#### SELECTED EXCERPT:
Search code examples
pythonpandasdataframeperformancememory-efficient

What is the best way to iterate over Pandas rows in my case?


I have a complexity problem with iterations over Pandas Rows. I have a dataset with over 30k rows and i need for each one, add a new column with values from specifics columns.

belongs_node_df = pd.DataFrame.from_records(belongs_node, columns=['hashtag', 'tweets_id', 'tokenized_text','sentiment_compound'])
posted_node_df = pd.DataFrame.from_records(posted_node, columns=['username', 'num_followers', 'tweets_id'])
df_user_hashtag = pd.merge(posted_node_df, belongs_node_df, on='tweets_id', how='outer').sort_values('username')

#### WHAT YOU NEED TO DO:
**A.** Translate this sentence from the Pandas iteration question into Spanish: "I have a complexity problem with iterations over Pandas Rows."
**B.** In the Pandas iteration question, how many rows does the dataset have?
**C.** Proceed with the Pandas iteration question, picking up right after its last line of code.

#### DATA SHOWN:
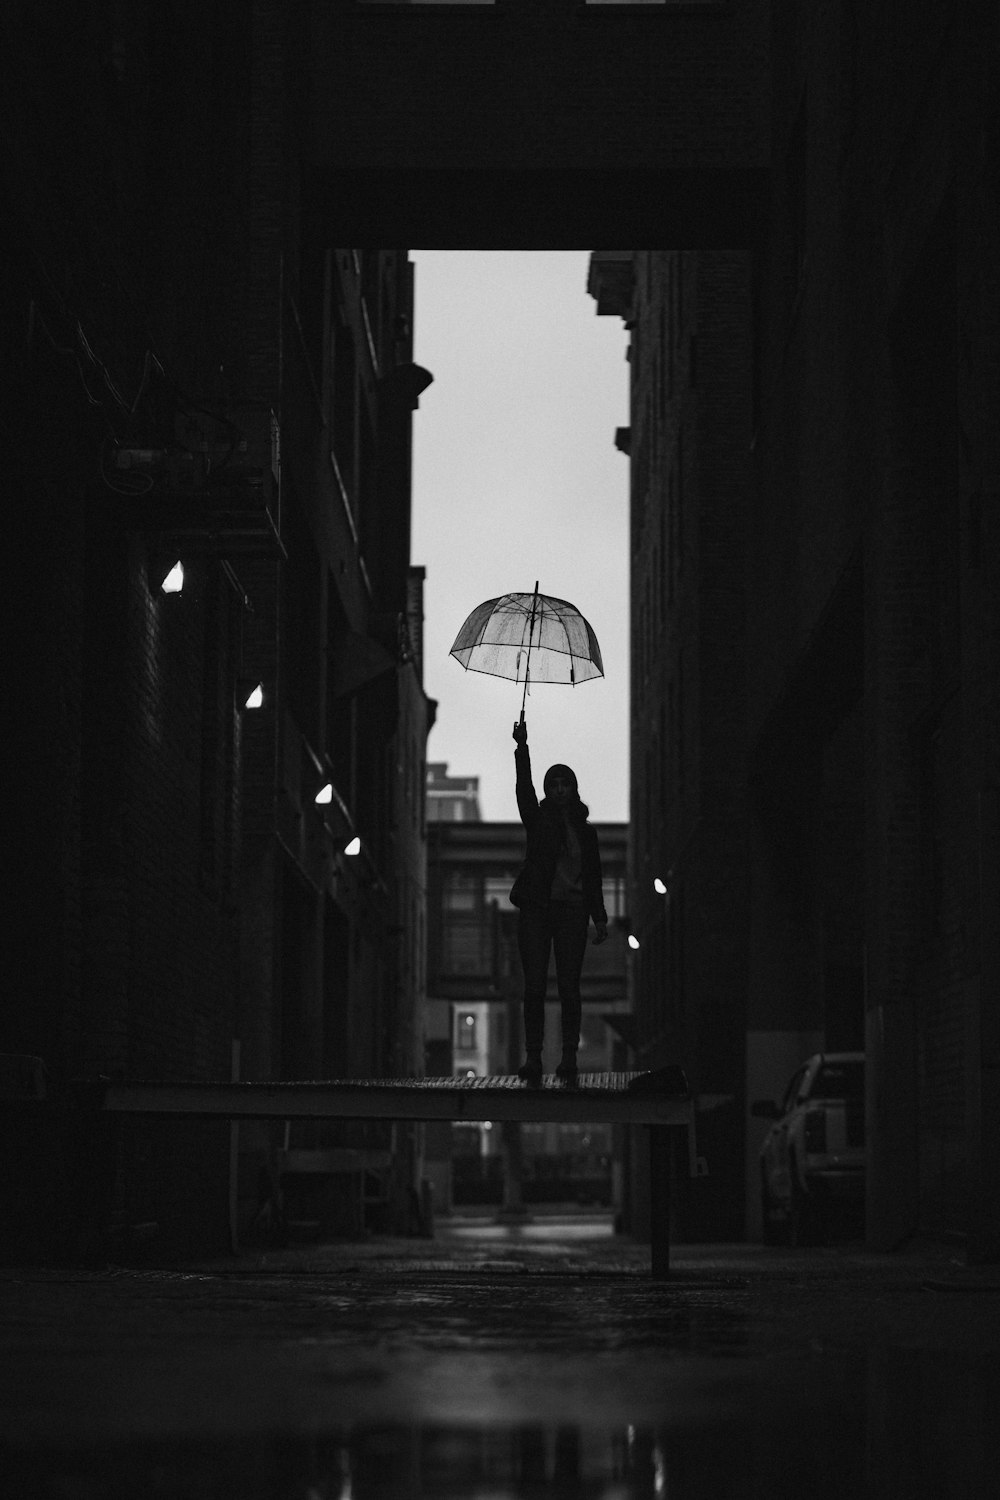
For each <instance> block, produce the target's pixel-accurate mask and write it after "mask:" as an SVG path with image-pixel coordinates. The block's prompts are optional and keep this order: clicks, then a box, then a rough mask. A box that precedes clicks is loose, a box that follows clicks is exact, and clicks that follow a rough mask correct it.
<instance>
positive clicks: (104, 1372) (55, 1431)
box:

#### WRITTEN ANSWERS:
**A.** Tengo un problema de complejidad con las iteraciones sobre las filas de Pandas.

**B.** Over 30k rows.

**C.**
df_user_hashtag['p'] = None

for i in range(len(df_user_hashtag)):
    df_user_hashtag['p'][i] = 3 * df_user_hashtag['num_followers'][i]\df_user_hashtag['sentiment_compound'][i]

There is an efficient way to make this operation for each row? Thanks a lot. :)


Solution

  • You should not iterate over the rows ... this breaks pretty much all the benefits you get from using pandas.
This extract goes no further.